Saved data entries:
┌──

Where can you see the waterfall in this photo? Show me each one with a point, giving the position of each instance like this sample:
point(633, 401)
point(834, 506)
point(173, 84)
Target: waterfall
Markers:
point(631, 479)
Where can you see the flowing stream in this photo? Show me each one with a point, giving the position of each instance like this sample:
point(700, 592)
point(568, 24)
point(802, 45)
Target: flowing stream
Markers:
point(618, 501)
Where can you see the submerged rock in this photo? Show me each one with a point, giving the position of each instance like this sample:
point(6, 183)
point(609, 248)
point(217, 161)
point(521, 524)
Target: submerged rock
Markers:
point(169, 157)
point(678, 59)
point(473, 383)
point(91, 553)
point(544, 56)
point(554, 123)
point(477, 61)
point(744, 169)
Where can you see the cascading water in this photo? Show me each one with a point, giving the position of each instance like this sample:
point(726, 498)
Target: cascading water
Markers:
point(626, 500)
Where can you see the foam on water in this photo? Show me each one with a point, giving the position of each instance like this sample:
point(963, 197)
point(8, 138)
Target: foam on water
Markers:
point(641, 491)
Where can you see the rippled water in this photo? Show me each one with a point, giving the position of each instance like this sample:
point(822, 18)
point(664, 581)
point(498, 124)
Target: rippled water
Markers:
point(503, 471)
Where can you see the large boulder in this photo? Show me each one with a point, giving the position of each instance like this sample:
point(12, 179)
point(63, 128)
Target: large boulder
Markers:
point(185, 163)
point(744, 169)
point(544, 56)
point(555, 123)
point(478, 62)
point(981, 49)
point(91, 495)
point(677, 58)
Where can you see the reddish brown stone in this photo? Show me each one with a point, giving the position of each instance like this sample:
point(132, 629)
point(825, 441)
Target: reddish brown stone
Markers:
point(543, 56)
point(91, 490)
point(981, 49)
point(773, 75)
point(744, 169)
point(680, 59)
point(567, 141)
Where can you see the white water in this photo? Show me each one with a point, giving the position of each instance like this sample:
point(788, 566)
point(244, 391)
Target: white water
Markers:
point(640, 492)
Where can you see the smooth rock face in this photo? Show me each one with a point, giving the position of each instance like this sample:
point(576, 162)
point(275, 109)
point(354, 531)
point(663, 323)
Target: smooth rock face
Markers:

└──

* _Instructions for the task_
Reproduce all of the material above line for line, with no changes.

* _Exercise output_
Where can you see the waterfall in this photo? Show me each one with a point, giving the position of each instance like this sample:
point(633, 401)
point(834, 506)
point(173, 84)
Target: waterfall
Markers:
point(631, 479)
Where can you see the flowing stream in this photo? Show me each one with a point, giving the position of each instance like this sample:
point(700, 592)
point(568, 24)
point(802, 45)
Target: flowing stream
Markers:
point(618, 501)
Where can you see the submerged rock in this photo? Show me each one with a point, giving the position of each instance like this sample:
point(6, 183)
point(609, 248)
point(217, 161)
point(521, 524)
Target: submerged rock
Markers:
point(169, 157)
point(678, 59)
point(473, 383)
point(91, 553)
point(544, 56)
point(554, 123)
point(477, 61)
point(744, 169)
Where can you see the cascading water in this photo? Show me each one with a point, giving the position of each instance like this sample:
point(726, 498)
Target: cascading water
Markers:
point(626, 500)
Where can you see the foam on water in this photo? Show me each one with a point, giving the position of each instance like this sample:
point(963, 197)
point(8, 138)
Target: foam on water
Markers:
point(641, 491)
Where can you see the rippled water in this photo? Show me each one with a point, giving the position of each instance like this sample:
point(822, 18)
point(664, 581)
point(498, 124)
Target: rippled water
Markers:
point(503, 471)
Where can you see the large boulder in this photo? Show me each one with a point, giving the position of each instance like this sample:
point(12, 179)
point(63, 128)
Target: large boulder
Markers:
point(185, 163)
point(744, 169)
point(544, 56)
point(555, 123)
point(478, 62)
point(981, 49)
point(91, 495)
point(677, 58)
Where can you see the reddish brown stone in this photo? Show me each one with a point, giving the position of each instance like this sample:
point(132, 629)
point(825, 441)
Target: reddish brown stone
Markers:
point(543, 56)
point(91, 490)
point(981, 49)
point(773, 75)
point(744, 169)
point(680, 59)
point(567, 141)
Where can you see the white water in this photo? Show me each one with a point, giving the position of each instance like this sample:
point(788, 566)
point(244, 391)
Target: white water
Markers:
point(640, 492)
Where can you see the smooth rock face in this photo? Show me each one with a point, giving the position of each instance like this sample:
point(576, 162)
point(275, 109)
point(354, 531)
point(663, 323)
Target: smooth rock face
Markers:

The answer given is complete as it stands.